■ Problem description: Show each line of the records below that contains the word "every".

--- START OF Information shown ---

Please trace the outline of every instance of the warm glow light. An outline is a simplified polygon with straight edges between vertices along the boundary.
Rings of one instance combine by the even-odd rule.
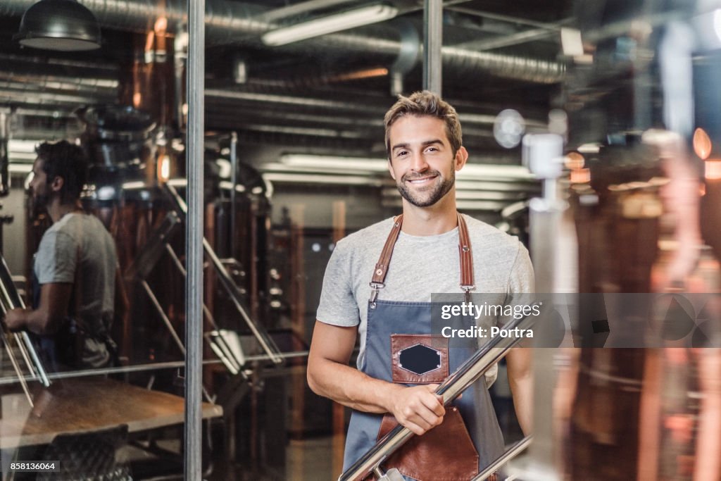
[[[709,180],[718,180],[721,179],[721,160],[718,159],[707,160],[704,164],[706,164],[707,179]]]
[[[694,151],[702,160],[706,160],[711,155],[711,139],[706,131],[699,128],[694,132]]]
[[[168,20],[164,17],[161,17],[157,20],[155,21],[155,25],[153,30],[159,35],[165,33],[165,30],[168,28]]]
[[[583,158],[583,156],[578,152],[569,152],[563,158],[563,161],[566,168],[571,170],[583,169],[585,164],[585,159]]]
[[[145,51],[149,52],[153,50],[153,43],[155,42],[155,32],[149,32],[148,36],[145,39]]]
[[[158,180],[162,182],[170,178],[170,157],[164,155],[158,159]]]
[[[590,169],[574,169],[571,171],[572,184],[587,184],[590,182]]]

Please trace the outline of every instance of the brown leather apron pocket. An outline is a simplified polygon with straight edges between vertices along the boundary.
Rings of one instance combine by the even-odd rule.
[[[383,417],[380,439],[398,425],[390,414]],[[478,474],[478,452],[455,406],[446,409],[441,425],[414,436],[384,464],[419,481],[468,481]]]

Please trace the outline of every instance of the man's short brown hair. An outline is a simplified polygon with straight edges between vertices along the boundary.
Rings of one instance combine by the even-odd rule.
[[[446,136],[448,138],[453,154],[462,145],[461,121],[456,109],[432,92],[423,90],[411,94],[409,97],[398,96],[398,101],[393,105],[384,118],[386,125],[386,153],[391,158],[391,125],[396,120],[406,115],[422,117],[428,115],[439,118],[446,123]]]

--- END OF Information shown ---
--- START OF Information shown ---

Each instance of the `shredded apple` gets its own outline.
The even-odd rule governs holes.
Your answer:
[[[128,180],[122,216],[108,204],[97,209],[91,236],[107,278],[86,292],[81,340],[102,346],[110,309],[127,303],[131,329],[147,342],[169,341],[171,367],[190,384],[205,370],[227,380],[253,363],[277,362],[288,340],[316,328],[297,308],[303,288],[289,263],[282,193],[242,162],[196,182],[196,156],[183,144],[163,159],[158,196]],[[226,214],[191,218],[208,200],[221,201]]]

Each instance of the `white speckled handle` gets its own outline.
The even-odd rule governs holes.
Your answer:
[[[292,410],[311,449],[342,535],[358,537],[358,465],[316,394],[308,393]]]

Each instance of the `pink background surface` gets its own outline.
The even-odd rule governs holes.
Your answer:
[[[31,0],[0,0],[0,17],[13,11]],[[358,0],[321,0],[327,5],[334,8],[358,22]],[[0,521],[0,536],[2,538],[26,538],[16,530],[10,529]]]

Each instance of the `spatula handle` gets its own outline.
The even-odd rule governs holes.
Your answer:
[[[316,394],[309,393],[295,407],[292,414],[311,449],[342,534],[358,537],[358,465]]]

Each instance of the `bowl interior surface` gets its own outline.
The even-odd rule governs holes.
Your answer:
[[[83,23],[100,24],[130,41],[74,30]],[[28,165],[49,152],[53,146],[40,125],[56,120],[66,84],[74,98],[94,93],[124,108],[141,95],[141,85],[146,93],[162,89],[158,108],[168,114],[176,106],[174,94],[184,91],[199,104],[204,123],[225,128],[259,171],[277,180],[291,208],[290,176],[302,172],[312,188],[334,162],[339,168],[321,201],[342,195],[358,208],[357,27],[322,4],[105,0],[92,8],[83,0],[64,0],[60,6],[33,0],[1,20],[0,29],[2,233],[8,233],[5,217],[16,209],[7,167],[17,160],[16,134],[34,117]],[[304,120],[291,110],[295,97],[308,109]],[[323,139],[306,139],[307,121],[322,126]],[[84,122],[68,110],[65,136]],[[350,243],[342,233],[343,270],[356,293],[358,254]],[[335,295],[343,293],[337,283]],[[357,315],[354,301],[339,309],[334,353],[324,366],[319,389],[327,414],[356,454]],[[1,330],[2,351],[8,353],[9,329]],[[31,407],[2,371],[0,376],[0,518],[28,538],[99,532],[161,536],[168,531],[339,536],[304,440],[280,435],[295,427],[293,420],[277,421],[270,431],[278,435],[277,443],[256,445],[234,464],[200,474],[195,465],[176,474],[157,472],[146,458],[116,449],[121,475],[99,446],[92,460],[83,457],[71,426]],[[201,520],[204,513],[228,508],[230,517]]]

--- END OF Information shown ---

■ Correct answer:
Please trace the outline of every instance of the warm glow light. An outline is a simplified polygon with straight edges between vertices along the boundary.
Please trace the outline of every instance of the brown leather apron pocket. An outline is a simplified polygon with straight edges between vertices along the boundary.
Please trace the outline of every instance of the man's short brown hair. An outline is a simplified polygon with straight edges between vertices along the boundary.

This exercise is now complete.